Exercise prompt - Starting from the first line of the entries and continuing through the line containing "(62, 4), (54, 9)]", set out every line as a row of a Markdown table with the columns Row and Line, skipping any blank lines.

Stored records -
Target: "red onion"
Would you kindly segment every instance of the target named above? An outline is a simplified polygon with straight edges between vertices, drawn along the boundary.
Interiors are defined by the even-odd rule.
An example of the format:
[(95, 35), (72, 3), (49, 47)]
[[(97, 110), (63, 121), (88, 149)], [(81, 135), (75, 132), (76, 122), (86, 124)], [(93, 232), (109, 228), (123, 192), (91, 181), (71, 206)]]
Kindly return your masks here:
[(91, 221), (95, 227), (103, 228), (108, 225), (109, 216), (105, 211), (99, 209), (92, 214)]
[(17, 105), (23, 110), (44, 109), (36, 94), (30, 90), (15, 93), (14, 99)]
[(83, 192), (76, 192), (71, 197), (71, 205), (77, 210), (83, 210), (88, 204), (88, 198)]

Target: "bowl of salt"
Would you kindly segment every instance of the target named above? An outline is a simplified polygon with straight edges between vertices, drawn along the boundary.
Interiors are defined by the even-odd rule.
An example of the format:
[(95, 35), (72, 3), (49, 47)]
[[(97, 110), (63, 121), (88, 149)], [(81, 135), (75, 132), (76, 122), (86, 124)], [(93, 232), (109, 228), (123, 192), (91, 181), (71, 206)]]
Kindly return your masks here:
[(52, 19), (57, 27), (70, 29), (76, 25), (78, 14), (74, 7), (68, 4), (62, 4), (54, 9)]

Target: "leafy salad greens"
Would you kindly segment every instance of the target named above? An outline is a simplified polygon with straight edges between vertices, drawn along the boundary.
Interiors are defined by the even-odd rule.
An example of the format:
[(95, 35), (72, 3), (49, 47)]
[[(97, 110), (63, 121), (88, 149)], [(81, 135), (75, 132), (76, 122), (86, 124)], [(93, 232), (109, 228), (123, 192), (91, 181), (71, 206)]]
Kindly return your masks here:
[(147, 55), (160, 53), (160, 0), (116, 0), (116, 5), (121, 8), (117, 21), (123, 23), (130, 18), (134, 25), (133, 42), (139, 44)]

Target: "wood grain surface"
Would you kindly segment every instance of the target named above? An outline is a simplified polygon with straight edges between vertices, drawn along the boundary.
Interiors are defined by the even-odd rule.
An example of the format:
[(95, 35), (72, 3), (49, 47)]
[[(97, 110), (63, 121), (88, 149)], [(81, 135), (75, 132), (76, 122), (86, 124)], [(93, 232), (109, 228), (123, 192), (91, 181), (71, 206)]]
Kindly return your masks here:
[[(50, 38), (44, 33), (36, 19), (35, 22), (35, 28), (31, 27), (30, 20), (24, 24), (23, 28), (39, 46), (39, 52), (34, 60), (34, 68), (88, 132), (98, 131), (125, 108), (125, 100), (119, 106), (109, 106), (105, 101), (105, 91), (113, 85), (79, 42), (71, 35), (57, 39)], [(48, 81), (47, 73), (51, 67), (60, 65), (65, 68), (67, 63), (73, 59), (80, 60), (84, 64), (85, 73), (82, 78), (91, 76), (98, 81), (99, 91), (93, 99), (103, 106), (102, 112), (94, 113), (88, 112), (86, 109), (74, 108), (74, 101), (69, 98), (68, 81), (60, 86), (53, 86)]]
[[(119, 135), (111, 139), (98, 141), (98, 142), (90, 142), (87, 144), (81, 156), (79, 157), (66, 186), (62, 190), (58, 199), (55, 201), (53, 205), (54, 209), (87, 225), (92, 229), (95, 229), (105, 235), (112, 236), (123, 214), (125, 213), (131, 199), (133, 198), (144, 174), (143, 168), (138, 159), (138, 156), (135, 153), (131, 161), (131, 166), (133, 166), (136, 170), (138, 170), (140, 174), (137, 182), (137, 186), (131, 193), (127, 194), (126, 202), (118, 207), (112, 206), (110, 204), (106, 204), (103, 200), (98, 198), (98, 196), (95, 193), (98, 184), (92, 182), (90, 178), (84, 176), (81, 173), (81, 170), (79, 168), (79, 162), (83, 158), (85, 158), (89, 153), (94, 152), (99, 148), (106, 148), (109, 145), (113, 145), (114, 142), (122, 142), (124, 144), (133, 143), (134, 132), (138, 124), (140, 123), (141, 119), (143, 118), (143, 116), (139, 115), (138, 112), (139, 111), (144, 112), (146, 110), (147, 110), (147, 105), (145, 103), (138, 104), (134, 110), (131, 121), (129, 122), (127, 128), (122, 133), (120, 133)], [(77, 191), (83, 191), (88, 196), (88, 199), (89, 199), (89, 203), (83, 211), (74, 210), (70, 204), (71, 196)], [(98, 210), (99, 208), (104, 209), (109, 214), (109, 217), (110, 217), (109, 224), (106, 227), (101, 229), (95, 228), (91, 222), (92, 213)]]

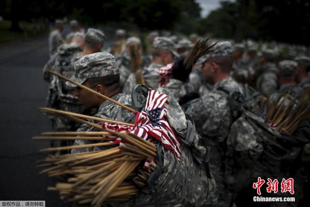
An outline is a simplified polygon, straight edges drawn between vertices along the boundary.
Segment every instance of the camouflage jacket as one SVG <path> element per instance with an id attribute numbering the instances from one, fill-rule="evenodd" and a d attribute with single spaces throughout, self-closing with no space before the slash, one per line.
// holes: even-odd
<path id="1" fill-rule="evenodd" d="M 57 48 L 62 44 L 62 35 L 58 30 L 54 30 L 49 34 L 48 37 L 48 49 L 49 57 L 56 53 Z"/>
<path id="2" fill-rule="evenodd" d="M 161 64 L 151 64 L 148 67 L 145 68 L 142 71 L 144 79 L 145 86 L 152 89 L 156 89 L 159 86 L 159 75 L 155 69 L 160 68 L 163 65 Z M 131 74 L 128 77 L 124 85 L 123 92 L 127 94 L 131 94 L 132 89 L 137 85 L 136 74 Z"/>
<path id="3" fill-rule="evenodd" d="M 258 72 L 256 89 L 267 97 L 277 91 L 278 88 L 277 71 L 275 64 L 268 63 L 262 66 Z"/>
<path id="4" fill-rule="evenodd" d="M 111 97 L 123 104 L 131 104 L 131 97 L 130 96 L 119 94 Z M 108 101 L 105 101 L 100 105 L 98 112 L 94 116 L 102 118 L 104 119 L 110 119 L 120 122 L 124 122 L 125 120 L 131 116 L 132 113 L 129 111 L 121 108 L 112 102 Z M 93 123 L 98 123 L 97 122 L 93 120 L 89 120 Z M 86 124 L 83 124 L 78 129 L 78 131 L 97 131 L 98 129 L 92 127 Z M 87 144 L 95 143 L 96 141 L 90 141 L 88 140 L 76 140 L 74 145 Z M 100 150 L 100 148 L 87 148 L 82 149 L 75 149 L 71 151 L 72 153 L 77 153 L 78 152 L 89 152 L 92 151 L 96 151 Z"/>

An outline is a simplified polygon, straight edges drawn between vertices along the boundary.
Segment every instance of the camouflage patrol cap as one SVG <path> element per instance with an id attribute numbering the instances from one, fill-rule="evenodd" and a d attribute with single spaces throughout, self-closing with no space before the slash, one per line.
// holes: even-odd
<path id="1" fill-rule="evenodd" d="M 103 44 L 106 39 L 105 33 L 101 30 L 96 29 L 89 28 L 85 35 L 86 42 Z"/>
<path id="2" fill-rule="evenodd" d="M 159 36 L 159 33 L 157 31 L 153 31 L 150 32 L 148 35 L 147 35 L 147 38 L 150 39 L 152 37 L 156 37 Z"/>
<path id="3" fill-rule="evenodd" d="M 197 34 L 195 33 L 192 33 L 189 35 L 189 39 L 192 40 L 193 39 L 197 39 L 198 38 L 198 35 Z"/>
<path id="4" fill-rule="evenodd" d="M 77 27 L 78 26 L 78 22 L 77 20 L 73 19 L 70 21 L 70 27 Z"/>
<path id="5" fill-rule="evenodd" d="M 179 57 L 175 48 L 175 44 L 169 38 L 164 37 L 157 37 L 154 39 L 152 48 L 169 50 L 176 57 Z"/>
<path id="6" fill-rule="evenodd" d="M 177 49 L 180 48 L 190 48 L 193 47 L 192 42 L 186 38 L 181 39 L 176 45 Z"/>
<path id="7" fill-rule="evenodd" d="M 124 30 L 119 29 L 115 32 L 115 35 L 116 36 L 125 36 L 126 35 L 126 31 Z"/>
<path id="8" fill-rule="evenodd" d="M 106 52 L 97 52 L 85 55 L 74 64 L 75 74 L 71 80 L 82 84 L 88 79 L 104 77 L 119 74 L 114 57 Z M 68 81 L 67 85 L 76 86 Z"/>
<path id="9" fill-rule="evenodd" d="M 201 57 L 196 64 L 202 64 L 210 58 L 220 58 L 231 56 L 232 55 L 232 45 L 228 41 L 219 42 L 210 52 Z"/>
<path id="10" fill-rule="evenodd" d="M 295 74 L 296 67 L 297 63 L 295 61 L 285 60 L 279 63 L 279 73 L 283 76 L 293 76 Z"/>
<path id="11" fill-rule="evenodd" d="M 301 65 L 305 65 L 306 67 L 310 66 L 310 57 L 305 56 L 300 56 L 296 57 L 294 60 L 295 61 Z"/>
<path id="12" fill-rule="evenodd" d="M 74 37 L 79 37 L 83 39 L 85 39 L 85 35 L 84 33 L 81 32 L 74 32 L 72 34 L 72 38 Z"/>
<path id="13" fill-rule="evenodd" d="M 55 24 L 56 26 L 62 26 L 63 25 L 63 22 L 61 19 L 56 19 L 55 21 Z"/>
<path id="14" fill-rule="evenodd" d="M 132 43 L 133 42 L 138 43 L 139 45 L 141 45 L 141 41 L 140 39 L 137 37 L 130 37 L 127 39 L 126 41 L 126 46 L 128 46 L 130 43 Z"/>
<path id="15" fill-rule="evenodd" d="M 243 52 L 245 48 L 244 45 L 243 44 L 236 44 L 233 46 L 233 51 Z"/>

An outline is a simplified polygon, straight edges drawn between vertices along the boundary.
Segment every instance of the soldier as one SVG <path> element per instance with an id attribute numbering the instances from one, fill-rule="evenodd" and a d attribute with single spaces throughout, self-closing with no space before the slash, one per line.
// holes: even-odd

Response -
| Row | Line |
|---|---|
| 1 | Target: "red onion" |
| 2 | Would you kindly segment every instance of the target named above? An outline is a simplified polygon with straight edges between vertices, drawn along the boundary. |
| 3 | Interiors are defined by the even-odd rule. |
| 4 | An example of the format: |
| 5 | [(95, 35), (72, 3), (49, 47)] |
| 6 | [[(97, 110), (63, 121), (88, 149)], [(81, 135), (75, 132), (76, 122), (86, 124)], [(93, 232), (109, 228), (123, 192), (91, 181), (71, 206)]] |
| 7 | Kindly return your masks here: |
| 8 | [(91, 221), (95, 227), (103, 228), (108, 225), (109, 216), (105, 211), (99, 209), (92, 214)] |
| 9 | [(17, 105), (23, 110), (44, 109), (36, 94), (30, 90), (15, 93), (14, 99)] |
| 10 | [(83, 192), (76, 192), (71, 197), (71, 205), (77, 210), (83, 210), (88, 204), (88, 198)] |
| 11 | Target: "bowl of salt" |
| 12 | Would you kindly segment every instance of the target named above? An outline is a simplified polygon with straight edges between vertices, drawn along the boundary. |
| 13 | Interiors are defined by the even-odd rule. |
| 14 | An example of the format: |
| 15 | [(95, 35), (72, 3), (49, 47)] |
| 16 | [[(97, 110), (63, 121), (88, 149)], [(81, 135), (75, 132), (76, 122), (86, 124)], [(93, 232), (109, 228), (123, 192), (91, 181), (71, 206)]] |
| 17 | Kindly return your masks here: |
| 18 | [(52, 19), (57, 27), (70, 29), (76, 25), (78, 14), (74, 7), (68, 4), (62, 4), (54, 9)] |